What to do — Please print every record below exactly as it appears.

Data entries —
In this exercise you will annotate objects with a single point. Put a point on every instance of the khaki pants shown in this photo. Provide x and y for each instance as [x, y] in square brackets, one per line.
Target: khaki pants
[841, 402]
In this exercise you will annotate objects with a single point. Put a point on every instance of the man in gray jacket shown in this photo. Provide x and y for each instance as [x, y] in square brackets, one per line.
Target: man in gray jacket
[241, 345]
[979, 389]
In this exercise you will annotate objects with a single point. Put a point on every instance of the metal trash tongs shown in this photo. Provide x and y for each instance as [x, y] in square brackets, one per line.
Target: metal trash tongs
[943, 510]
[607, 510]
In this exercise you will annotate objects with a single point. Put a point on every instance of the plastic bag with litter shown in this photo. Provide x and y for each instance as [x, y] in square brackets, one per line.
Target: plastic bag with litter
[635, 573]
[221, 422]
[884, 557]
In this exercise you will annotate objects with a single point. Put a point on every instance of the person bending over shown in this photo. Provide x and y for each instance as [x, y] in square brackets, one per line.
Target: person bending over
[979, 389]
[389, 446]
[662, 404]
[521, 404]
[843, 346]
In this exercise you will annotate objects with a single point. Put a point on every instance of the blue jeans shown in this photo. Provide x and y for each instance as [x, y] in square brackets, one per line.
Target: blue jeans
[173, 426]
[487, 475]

Exercise answer —
In this exercise you will annotate objects with a single point. Put a point on every instance of the khaki pants shown in this photo. Provide x and y for each instance as [x, y] in square brackets, one per line.
Target: khaki pants
[841, 402]
In this exercise you will annotate objects with a single point. Put a point on every instance of the man in gray jacket shown in this photo. Provide x and y for each instance as [x, y] in square brackets, one per line.
Target: man in gray jacket
[241, 345]
[979, 389]
In this exercise you will annotate objects with a single point. Put a point on every instance of the metal trash tongs shown in this photo. Provide x and y for each instance as [x, y] in square brackets, one per line.
Target: metal trash tongs
[943, 510]
[607, 510]
In this exercise you will annotate objects with a single point. Put a point on every instance of the plastic bag with litter shown in this photo. Provide x and y for each instance as [x, y] in square brackets, one per line.
Target: plastic bag with litter
[635, 573]
[221, 422]
[884, 557]
In this exercise you will annotate objects with a single point. Put a point on every instance of the person bending over shown in this photo. Provide x and y for each instance as [x, y] in square brackets, one per line.
Target: person bending over
[979, 389]
[389, 446]
[662, 404]
[521, 404]
[843, 346]
In this exercise you will annotate objects with a single point. Put a point on every instance of the blue jeans shown in this photo. Provide x and y for each instance as [x, y] in square brackets, one per line.
Target: blue jeans
[173, 426]
[487, 475]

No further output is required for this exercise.